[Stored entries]
[Start of Attachment]

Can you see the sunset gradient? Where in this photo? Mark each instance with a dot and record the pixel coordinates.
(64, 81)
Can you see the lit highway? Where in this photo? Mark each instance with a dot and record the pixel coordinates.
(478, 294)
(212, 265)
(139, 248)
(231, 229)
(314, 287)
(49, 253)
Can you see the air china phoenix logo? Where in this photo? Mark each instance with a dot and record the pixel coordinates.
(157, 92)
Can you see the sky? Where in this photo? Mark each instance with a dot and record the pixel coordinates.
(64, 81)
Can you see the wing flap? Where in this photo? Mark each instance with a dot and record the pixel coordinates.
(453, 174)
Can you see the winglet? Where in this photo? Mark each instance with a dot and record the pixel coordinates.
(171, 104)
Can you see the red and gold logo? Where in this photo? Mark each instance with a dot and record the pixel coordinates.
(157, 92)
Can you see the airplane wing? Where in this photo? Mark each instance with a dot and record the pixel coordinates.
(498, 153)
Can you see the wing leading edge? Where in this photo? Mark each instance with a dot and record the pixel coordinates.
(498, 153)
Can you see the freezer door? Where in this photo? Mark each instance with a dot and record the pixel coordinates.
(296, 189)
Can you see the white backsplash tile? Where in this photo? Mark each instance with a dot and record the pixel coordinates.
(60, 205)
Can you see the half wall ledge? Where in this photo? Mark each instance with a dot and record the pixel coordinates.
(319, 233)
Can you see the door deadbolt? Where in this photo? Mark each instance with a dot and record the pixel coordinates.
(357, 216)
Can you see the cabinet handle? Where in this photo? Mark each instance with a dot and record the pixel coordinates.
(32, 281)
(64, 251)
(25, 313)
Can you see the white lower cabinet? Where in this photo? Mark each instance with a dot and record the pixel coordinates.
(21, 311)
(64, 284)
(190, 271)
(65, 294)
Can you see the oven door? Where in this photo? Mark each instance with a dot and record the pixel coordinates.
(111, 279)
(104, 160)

[End of Attachment]

### PROBLEM DETAILS
All entries are to be printed once more, exactly as given.

### REPLY
Can you see the sunset gradient? Where in this photo? Mark each instance with a dot and record the pixel coordinates.
(64, 81)
Can you see the lit highway? Where in this photo? Mark each instance with a dot and record the pixel coordinates.
(478, 294)
(212, 265)
(139, 248)
(231, 229)
(314, 287)
(49, 253)
Can you see the air china phoenix logo? Where in this photo? Mark each instance with a dot and record the pixel coordinates.
(157, 92)
Can you see the sky? Where in this photo? Mark each instance with a dot and record the pixel coordinates.
(64, 81)
Can you see the wing flap? Where in this photo? Mark each instance with a dot and record the pixel coordinates.
(453, 174)
Can you see the winglet? Where in this photo? Mark each instance with a dot and record the pixel coordinates.
(171, 104)
Can you see the red and gold logo? Where in this photo? Mark each instance with a dot and record the pixel coordinates.
(157, 92)
Can you see the airplane wing? Where in this photo? Mark each instance with a dot and record the pixel coordinates.
(498, 153)
Can you see the wing leading edge? Where in this photo? Mark each instance with a dot and record the pixel coordinates.
(498, 153)
Can you see the freezer door? Where in this photo? Mark each instance with a dot and record the pixel coordinates.
(296, 189)
Can you see the white backsplash tile? Where in this photo? Mark each instance with a dot and record the pixel coordinates.
(60, 205)
Can you see the half wall ledge? Where in this photo? Mark each instance with a dot and record the pixel coordinates.
(319, 233)
Can you see the door deadbolt? Where in this photo? Mark each instance with a dot and record the pixel coordinates.
(357, 216)
Can you see the cabinet handle? Where in this photo? Mark each instance with a dot and record the pixel coordinates.
(32, 281)
(64, 251)
(25, 313)
Can you see the white lower cabinet? Where in this photo? Mark each instance with a dot and record the pixel coordinates.
(21, 311)
(64, 284)
(190, 271)
(65, 294)
Can you see the oven door? Where in this photo? Mark each instance with a dot and record the pixel coordinates.
(111, 279)
(104, 160)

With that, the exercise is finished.